Detection annotation records
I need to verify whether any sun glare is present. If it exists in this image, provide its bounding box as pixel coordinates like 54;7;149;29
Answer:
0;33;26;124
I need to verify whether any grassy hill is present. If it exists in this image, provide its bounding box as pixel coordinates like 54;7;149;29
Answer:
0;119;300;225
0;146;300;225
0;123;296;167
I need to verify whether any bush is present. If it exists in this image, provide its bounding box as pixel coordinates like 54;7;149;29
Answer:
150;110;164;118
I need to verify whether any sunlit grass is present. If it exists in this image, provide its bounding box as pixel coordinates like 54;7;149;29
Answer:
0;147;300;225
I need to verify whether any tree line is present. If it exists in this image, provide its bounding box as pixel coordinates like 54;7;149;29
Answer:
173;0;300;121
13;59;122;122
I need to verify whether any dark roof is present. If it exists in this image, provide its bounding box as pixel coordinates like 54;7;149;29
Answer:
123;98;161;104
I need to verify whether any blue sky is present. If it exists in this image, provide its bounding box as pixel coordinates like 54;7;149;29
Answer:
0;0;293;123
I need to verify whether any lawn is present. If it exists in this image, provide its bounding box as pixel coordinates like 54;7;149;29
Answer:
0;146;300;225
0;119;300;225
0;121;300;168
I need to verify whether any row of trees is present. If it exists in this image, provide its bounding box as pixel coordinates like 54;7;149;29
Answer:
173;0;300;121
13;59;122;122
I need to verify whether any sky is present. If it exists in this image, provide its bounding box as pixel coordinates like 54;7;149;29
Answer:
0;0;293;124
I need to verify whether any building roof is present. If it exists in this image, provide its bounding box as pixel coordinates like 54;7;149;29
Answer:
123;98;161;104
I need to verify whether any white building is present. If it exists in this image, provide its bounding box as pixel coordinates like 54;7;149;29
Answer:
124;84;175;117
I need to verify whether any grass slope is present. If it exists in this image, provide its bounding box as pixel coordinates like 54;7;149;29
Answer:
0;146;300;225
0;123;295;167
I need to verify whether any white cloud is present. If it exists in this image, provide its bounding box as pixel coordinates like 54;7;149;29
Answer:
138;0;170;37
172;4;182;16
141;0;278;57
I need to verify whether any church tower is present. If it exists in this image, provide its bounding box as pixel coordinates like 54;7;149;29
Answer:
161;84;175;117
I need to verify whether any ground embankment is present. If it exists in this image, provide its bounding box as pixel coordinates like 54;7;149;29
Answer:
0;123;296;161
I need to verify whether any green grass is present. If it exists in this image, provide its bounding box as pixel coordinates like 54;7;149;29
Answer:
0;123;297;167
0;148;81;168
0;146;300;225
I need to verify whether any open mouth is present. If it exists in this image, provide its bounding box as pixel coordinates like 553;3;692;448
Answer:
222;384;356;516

» Exercise directions
Copy out every line of the records above without changing anything.

» Solution
I need to verify whether any sun glare is present. If it exists in this image, provide its bounding box as pixel coordinates like 54;7;149;29
Answer:
0;33;26;124
I need to verify whether any grassy hill is present. If it exists in this image, provide its bounding box as pixel coordinates like 54;7;149;29
Answer:
0;119;300;225
0;146;300;225
0;123;296;167
I need to verify whether any bush is present. If it exists in this image, provide its bounding box as pixel coordinates like 54;7;149;29
Answer:
150;110;164;118
I need to verify whether any sunlit grass is present. If it exists in this image, provide its bounding box as pixel coordinates like 54;7;149;29
Answer:
0;147;300;225
I need to verify whether any tree line is present. If it exists in this image, provide its bounding box as pixel coordinates like 54;7;149;29
Answer:
173;0;300;121
13;59;122;122
I need to verify whether any dark roof is present. If it exists in this image, provide its bounding box as pixel coordinates like 54;7;149;29
Answer:
123;98;161;104
I need to verify whether any blue sky is present. If it exists in this image, provide its bounding box as pixel coordinates like 54;7;149;29
Answer:
0;0;293;123
I need to verify whether any lawn is present. If it exists in this image, provide its bounding box as pixel coordinates like 54;7;149;29
Answer:
0;146;300;225
0;119;300;225
0;121;300;168
I need to verify whether any row of trees is present. If it exists in this image, provide its bounding box as pixel coordinates like 54;7;149;29
Answer:
173;0;300;121
13;59;122;122
I need to verify whether any sky is present. If it exists in this image, provide its bounding box as pixel coordinates like 54;7;149;29
Answer:
0;0;293;124
I need to verify whether any building roof is present. If it exists in this image, provide its bounding box as pixel coordinates like 54;7;149;29
Answer:
123;98;161;104
I need to verify whether any white building is present. If it exists in this image, provide its bounding box as pixel coordinates like 54;7;149;29
Answer:
124;84;175;117
I need to verify whether any grass slope is present. If it exists in this image, provide its bounding box as pixel coordinates like 54;7;149;29
Answer:
0;146;300;225
0;123;295;167
I need to verify whether any white cloud is present. If it exists in this image, provide its bounding box as pixel coordinates like 54;7;149;29
Answer:
138;0;170;37
172;4;182;16
141;0;278;57
I need to verify whether any church tower is present. If it exists in this image, provide its bounding box as pixel coordinates like 54;7;149;29
Answer:
161;84;175;117
I need to verify whether any ground embankment is present. If it exists in this image, provide its bounding box as pixel coordinates like 54;7;149;29
Answer:
0;123;296;161
I need to verify whether any green grass is present. If it exists in this image, provide its bounding box as pixel coordinates like 54;7;149;29
Answer:
0;123;297;167
0;148;81;168
0;146;300;225
I need to verify whether any open mouth is present. If it exists in this image, provide its bounding box as pixel coordinates like 553;3;692;448
Answer:
222;384;356;516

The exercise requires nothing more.